*EXERCISE REQUIREMENTS*: Could every entry be set down once more, exactly as given?

*RECORDS SUPPLIED*:
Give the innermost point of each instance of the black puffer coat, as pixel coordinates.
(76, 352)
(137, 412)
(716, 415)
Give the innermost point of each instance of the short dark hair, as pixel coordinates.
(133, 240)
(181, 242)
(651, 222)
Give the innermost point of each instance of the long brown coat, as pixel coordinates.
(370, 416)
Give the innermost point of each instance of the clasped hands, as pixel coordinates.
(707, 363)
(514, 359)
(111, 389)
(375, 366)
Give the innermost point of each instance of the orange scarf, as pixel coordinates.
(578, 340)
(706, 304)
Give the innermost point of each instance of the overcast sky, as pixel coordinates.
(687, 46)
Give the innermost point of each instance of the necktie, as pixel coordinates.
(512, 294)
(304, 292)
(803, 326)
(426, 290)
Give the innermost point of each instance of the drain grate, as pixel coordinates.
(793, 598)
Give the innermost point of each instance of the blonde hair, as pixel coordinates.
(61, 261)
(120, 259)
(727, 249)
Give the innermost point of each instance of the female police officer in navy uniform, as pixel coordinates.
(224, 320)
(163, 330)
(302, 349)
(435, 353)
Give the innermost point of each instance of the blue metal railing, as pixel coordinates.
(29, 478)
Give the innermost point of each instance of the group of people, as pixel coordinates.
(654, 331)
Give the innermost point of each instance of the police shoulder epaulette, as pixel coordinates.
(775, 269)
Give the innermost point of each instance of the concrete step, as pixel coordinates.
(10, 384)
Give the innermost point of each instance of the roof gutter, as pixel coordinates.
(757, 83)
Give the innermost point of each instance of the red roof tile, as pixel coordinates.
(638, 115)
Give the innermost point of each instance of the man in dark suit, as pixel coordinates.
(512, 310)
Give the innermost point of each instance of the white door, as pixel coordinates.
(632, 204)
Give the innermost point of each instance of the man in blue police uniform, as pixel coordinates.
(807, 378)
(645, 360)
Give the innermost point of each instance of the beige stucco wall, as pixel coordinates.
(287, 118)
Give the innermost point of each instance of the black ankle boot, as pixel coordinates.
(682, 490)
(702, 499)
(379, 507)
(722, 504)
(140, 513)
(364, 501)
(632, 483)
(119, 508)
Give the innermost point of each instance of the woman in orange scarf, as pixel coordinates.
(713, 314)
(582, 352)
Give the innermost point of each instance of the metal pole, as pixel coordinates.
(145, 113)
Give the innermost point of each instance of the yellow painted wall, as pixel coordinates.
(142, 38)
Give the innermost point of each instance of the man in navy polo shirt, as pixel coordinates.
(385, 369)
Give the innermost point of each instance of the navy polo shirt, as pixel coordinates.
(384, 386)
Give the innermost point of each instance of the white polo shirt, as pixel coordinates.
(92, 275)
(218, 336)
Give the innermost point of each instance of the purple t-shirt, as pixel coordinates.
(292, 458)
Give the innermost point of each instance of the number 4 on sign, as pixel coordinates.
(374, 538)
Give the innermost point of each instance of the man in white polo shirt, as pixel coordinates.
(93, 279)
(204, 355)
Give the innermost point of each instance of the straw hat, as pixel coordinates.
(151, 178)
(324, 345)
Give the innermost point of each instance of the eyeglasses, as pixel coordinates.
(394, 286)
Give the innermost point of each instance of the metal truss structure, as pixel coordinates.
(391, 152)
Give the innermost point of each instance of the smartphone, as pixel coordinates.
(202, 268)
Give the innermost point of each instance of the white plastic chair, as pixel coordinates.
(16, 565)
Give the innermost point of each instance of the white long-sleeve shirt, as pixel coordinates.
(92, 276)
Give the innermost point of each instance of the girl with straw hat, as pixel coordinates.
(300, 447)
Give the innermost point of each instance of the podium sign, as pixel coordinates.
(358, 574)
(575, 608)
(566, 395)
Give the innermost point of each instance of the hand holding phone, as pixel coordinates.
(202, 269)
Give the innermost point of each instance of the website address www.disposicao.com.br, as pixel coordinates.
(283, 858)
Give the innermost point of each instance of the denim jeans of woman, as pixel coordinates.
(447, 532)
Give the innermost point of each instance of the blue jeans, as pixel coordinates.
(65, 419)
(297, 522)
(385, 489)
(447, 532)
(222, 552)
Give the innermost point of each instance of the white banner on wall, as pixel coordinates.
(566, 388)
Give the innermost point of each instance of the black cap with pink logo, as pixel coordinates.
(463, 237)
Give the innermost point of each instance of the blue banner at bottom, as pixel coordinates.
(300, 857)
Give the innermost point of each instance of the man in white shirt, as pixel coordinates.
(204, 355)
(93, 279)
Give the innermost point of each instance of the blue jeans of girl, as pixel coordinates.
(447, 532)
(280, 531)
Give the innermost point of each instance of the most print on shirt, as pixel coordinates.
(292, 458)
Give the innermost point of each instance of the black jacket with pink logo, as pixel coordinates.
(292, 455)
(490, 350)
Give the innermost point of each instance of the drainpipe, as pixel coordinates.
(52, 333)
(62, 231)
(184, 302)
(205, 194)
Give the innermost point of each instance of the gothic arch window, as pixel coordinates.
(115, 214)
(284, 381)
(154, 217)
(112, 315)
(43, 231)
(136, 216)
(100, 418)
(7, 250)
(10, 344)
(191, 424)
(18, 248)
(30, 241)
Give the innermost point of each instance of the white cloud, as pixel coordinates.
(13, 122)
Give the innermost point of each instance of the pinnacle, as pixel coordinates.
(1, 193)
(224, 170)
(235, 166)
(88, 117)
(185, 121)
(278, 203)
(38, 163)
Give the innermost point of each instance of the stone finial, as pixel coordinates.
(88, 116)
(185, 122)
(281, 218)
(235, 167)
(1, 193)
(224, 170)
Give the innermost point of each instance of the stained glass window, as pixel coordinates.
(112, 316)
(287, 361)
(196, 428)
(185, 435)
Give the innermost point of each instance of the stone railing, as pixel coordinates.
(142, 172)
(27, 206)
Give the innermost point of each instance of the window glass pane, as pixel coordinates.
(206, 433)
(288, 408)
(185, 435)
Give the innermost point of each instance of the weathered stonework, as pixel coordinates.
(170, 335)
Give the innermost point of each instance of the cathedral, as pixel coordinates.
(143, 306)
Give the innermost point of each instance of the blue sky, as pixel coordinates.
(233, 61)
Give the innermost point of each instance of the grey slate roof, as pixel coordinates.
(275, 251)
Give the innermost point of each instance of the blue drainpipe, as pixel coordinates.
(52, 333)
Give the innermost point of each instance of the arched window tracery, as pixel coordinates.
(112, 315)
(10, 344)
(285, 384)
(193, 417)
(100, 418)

*ANSWER TO THIS EXERCISE*:
Give the innermost point of each instance of the black puffer coat, as pixel coordinates.
(76, 352)
(137, 412)
(716, 415)
Give the innermost point of each instance of the short dark hair, as pixel coordinates.
(133, 240)
(181, 242)
(651, 222)
Give the innermost point of each instance of the long brown coat, as pixel coordinates.
(370, 416)
Give the innermost point of each instance of the clasped hands, as pixel coordinates.
(707, 363)
(514, 359)
(111, 389)
(375, 366)
Give the innermost point of each instance of the orange scarf, as pixel coordinates.
(578, 340)
(706, 304)
Give the innermost point of each instance of the overcast sky, as pixel coordinates.
(687, 46)
Give the innermost point of each instance of the necktie, as pixel coordinates.
(512, 294)
(304, 292)
(803, 326)
(426, 290)
Give the innermost point of each instance of the drain grate, as pixel coordinates.
(793, 598)
Give the innermost point of each instance of the blonde hair, as pixel coordinates.
(61, 261)
(120, 259)
(727, 249)
Give the innermost point of each instance of the female police officer in navy uniform, as pixel coordinates.
(224, 320)
(163, 330)
(302, 349)
(435, 353)
Give the innermost point of each instance of the blue metal railing, as pixel coordinates.
(29, 478)
Give the innermost point of each instance of the group of people, as pixel coordinates.
(654, 331)
Give the innermost point of each instance of the police shoulder epaulette, as pixel coordinates.
(775, 269)
Give the innermost point of each instance of the concrete step, as pixel coordinates.
(10, 384)
Give the innermost point of each instance of the roof gutter, as pixel coordinates.
(757, 83)
Give the innermost point of each instance of the red roof tile, as pixel coordinates.
(638, 115)
Give the innermost point of each instance of the man in dark suit, as pixel coordinates.
(512, 310)
Give the innermost point of each instance of the white door, as pixel coordinates.
(632, 204)
Give the innermost point of each instance of the man in blue police uniform, as pixel coordinates.
(807, 378)
(645, 360)
Give the innermost point of each instance of the beige stucco wall, as pixel coordinates.
(287, 118)
Give the innermost point of each instance of the black ankle boot, as pixel coordinates.
(682, 490)
(702, 499)
(379, 507)
(722, 504)
(140, 513)
(364, 501)
(632, 483)
(119, 508)
Give the innermost point of each instance of the woman in orange scarf, as pixel coordinates.
(713, 314)
(582, 352)
Give the innermost point of each instance of the metal pole, as pixel coordinates.
(145, 113)
Give the innermost point of each instance of the yellow painted wall, as pixel coordinates.
(142, 38)
Give the innermost point of each instance of the man in navy polo shirt, as pixel coordinates.
(385, 369)
Give the innermost point of each instance of the navy polo shirt, as pixel coordinates.
(384, 386)
Give the innermost point of each instance of the white polo shirt, as pixel coordinates.
(92, 275)
(218, 336)
Give the innermost point of each instance of the purple t-shirt, as pixel coordinates.
(292, 458)
Give the innermost point of each instance of the number 4 on sign, as pixel coordinates.
(374, 538)
Give the innermost point of each instance of the man in white polo shirt, as pixel coordinates.
(93, 279)
(204, 355)
Give the innermost point of each instance of the straw hat, as pixel coordinates.
(151, 178)
(324, 345)
Give the innermost point of each instance of the eyeglasses, as pixel coordinates.
(394, 286)
Give the innermost point of each instance of the metal truss structure, as pixel coordinates.
(391, 152)
Give the innermost point of each instance of the smartphone, as pixel coordinates.
(202, 268)
Give the innermost point of each instance of the white plastic chair, as pixel coordinates.
(16, 565)
Give the innermost point of each instance of the white long-sleeve shirt, as pixel coordinates.
(92, 276)
Give the innermost point of each instance of the girl with straw hat, as pixel coordinates.
(300, 447)
Give the innermost point of each instance of the podium sign, as pixel coordinates.
(358, 574)
(575, 608)
(566, 395)
Give the innermost point of each instance of the hand holding phone, as pixel coordinates.
(202, 269)
Give the innermost point of each instance of the website address www.disposicao.com.br, as pixel coordinates.
(283, 858)
Give the innermost point of each instance of the denim jeans of woman, as pixel coordinates.
(447, 532)
Give the innermost point of each instance of the blue jeans, as pixel coordinates.
(65, 419)
(297, 522)
(385, 489)
(447, 532)
(222, 552)
Give the innermost point of each instance of the white banner on wall, as pixel coordinates.
(566, 388)
Give the innermost point of each instance of the black cap with pink logo, as pixel coordinates.
(463, 237)
Give the innermost point of each instance of the blue banner at bottom, as pixel coordinates.
(300, 857)
Give the innermost point of each instance of the man in white shirt, as pixel coordinates.
(204, 355)
(93, 279)
Give the innermost point of each instance of the blue jeans of girl, as pixel coordinates.
(447, 532)
(280, 531)
Give the innermost point of each instance of the most print on shirt, as pixel coordinates.
(292, 458)
Give the innermost point of each instance of the black jacket with pink logo, as pixel coordinates.
(292, 455)
(490, 350)
Give the innermost point of each instance of the drainpipe, as pixel coordinates.
(52, 333)
(62, 231)
(184, 302)
(205, 194)
Give the innermost point of each instance of the gothic arch window, as pixel coordinates.
(115, 214)
(284, 381)
(154, 217)
(112, 315)
(43, 231)
(136, 216)
(100, 418)
(7, 250)
(10, 344)
(191, 424)
(18, 248)
(30, 241)
Give the innermost point of each instance of the white cloud, as pixel coordinates.
(13, 122)
Give the innermost point of each instance of the pinnacle, as pixel coordinates.
(1, 193)
(224, 170)
(235, 166)
(88, 117)
(185, 121)
(278, 203)
(38, 163)
Give the innermost point of each instance of the stone finial, as pixel coordinates.
(88, 116)
(185, 122)
(281, 218)
(235, 167)
(1, 193)
(224, 170)
Give the innermost point of each instance of the stained glass window, as pixel coordinates.
(112, 316)
(287, 361)
(196, 428)
(185, 435)
Give the innermost point of each instance of the stone railing, as pixel coordinates.
(142, 172)
(27, 206)
Give the innermost point of each instance of the window glass pane, as pixel coordinates.
(206, 433)
(288, 408)
(185, 435)
Give the innermost point of each instance of the weathered stonework, as pixel coordinates.
(170, 335)
Give the innermost point of each instance of the cathedral, as pixel coordinates.
(143, 306)
Give the innermost point of each instance of the blue sky, as pixel coordinates.
(233, 61)
Give the innermost point of each instance of the grey slate roof, as pixel coordinates.
(275, 251)
Give the innermost point of each instance of the blue drainpipe, as pixel coordinates.
(52, 333)
Give the innermost point of each instance of the arched window tracery, as pixel coordinates.
(112, 315)
(10, 344)
(285, 384)
(193, 417)
(100, 418)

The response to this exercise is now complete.